> _What the task asks_: Every record must appear in your reply exactly as written.

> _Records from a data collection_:
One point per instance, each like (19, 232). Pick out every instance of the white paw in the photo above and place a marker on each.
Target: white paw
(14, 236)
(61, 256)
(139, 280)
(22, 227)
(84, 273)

> _Task solution_:
One point per instance, each like (19, 232). Pick out every instance of the white paw in the photo above and place a marker on each.
Target: white paw
(14, 236)
(61, 256)
(139, 280)
(22, 227)
(84, 273)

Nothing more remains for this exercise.